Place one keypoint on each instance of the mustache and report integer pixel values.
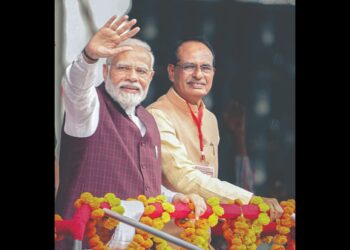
(135, 85)
(196, 82)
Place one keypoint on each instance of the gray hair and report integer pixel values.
(133, 42)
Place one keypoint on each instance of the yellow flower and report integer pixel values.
(264, 219)
(152, 200)
(146, 220)
(165, 217)
(256, 200)
(213, 220)
(170, 208)
(94, 203)
(213, 201)
(218, 210)
(264, 207)
(161, 198)
(86, 196)
(97, 214)
(149, 209)
(158, 223)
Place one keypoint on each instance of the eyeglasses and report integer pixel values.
(191, 67)
(124, 68)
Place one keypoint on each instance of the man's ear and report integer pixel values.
(105, 71)
(171, 72)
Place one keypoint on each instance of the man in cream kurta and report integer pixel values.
(191, 71)
(181, 157)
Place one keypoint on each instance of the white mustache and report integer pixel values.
(130, 85)
(195, 82)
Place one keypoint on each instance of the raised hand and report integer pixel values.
(106, 40)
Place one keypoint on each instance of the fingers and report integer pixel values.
(130, 33)
(126, 26)
(119, 22)
(276, 210)
(110, 21)
(199, 204)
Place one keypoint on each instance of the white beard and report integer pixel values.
(128, 101)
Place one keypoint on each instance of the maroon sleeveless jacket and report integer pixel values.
(116, 158)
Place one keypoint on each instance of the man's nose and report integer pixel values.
(132, 75)
(197, 73)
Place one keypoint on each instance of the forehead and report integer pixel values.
(194, 51)
(137, 56)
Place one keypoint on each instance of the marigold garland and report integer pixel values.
(243, 233)
(99, 228)
(284, 225)
(144, 240)
(240, 233)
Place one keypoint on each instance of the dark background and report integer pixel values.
(255, 64)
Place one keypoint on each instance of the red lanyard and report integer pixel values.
(198, 122)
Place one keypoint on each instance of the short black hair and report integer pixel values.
(173, 58)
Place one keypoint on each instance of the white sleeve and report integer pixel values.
(80, 98)
(168, 194)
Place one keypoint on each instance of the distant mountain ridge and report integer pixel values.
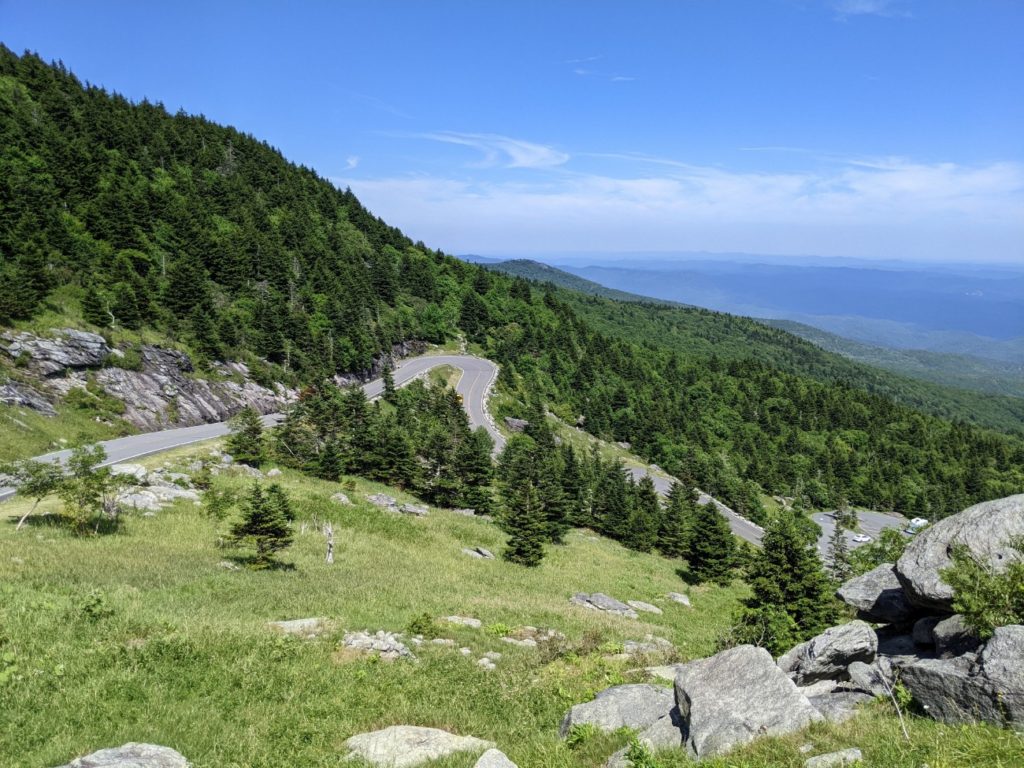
==*==
Work instruction:
Give back exactly the lines from the line with "Place one keypoint on each instance of the dark" through the end of the records, both included; keep all pictures out.

Reply:
Place one keypoint on each instance of the dark background and report integer pixel values.
(255, 64)
Place one keypoint on each instance of the red lanyard and report integer pixel values.
(198, 122)
Place one keypoint on each instance of the short black hair and report integer pixel values.
(173, 58)
Place one keypoint on each instance of the white sleeve and report integer pixel values.
(80, 98)
(168, 194)
Place one keypoint on each instance of the distant mountain ridge and report integer pixel values.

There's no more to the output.